____ MATERIAL PROVIDED

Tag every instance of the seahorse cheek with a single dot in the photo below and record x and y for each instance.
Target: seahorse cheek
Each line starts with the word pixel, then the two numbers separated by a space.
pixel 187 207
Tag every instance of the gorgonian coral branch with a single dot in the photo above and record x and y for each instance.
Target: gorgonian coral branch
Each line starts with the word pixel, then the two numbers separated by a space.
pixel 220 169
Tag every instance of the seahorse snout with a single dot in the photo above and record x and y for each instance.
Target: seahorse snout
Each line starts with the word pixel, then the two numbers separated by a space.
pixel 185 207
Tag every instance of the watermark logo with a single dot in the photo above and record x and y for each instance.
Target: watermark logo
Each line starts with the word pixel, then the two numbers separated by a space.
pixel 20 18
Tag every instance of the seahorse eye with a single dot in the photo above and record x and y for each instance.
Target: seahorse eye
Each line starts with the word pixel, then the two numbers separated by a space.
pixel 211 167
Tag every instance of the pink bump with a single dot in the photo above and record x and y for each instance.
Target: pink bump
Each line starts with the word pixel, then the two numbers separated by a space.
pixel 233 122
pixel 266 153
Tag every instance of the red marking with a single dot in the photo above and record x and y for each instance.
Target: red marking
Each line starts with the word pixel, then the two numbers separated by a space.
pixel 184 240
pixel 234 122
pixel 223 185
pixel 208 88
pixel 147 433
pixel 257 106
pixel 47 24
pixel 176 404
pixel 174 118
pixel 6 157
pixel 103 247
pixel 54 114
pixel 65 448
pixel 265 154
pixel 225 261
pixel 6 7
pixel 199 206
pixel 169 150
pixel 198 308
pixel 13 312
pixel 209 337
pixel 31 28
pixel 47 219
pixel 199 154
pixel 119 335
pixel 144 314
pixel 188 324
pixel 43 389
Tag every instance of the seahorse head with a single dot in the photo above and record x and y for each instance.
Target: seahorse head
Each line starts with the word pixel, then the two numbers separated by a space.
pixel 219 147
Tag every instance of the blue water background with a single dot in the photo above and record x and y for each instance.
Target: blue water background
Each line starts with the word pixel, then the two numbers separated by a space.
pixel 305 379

________

- **EXERCISE TASK**: Repeat every line above, starting with the one containing "Tag every instance of the watermark" and going down through the one containing "pixel 266 153". Include both of those lines and change nothing.

- **SOLVED EXERCISE**:
Tag every instance of the watermark logo with a single dot in the photo above and record x and y for each instance.
Target: watermark logo
Each line starts with the word pixel, then the two numbers separated by a space.
pixel 20 18
Tag every instance of the seahorse eye with a single dot in the photo above and record x and y for each instance.
Target: seahorse eye
Each line starts with the word pixel, then the two numbers separated by a space.
pixel 211 167
Tag every instance of the pink bump with a single dot in the photo above and record x and y for each instance.
Target: pink bump
Each line starts with the word pixel, then the two numbers separated by a space.
pixel 233 122
pixel 266 153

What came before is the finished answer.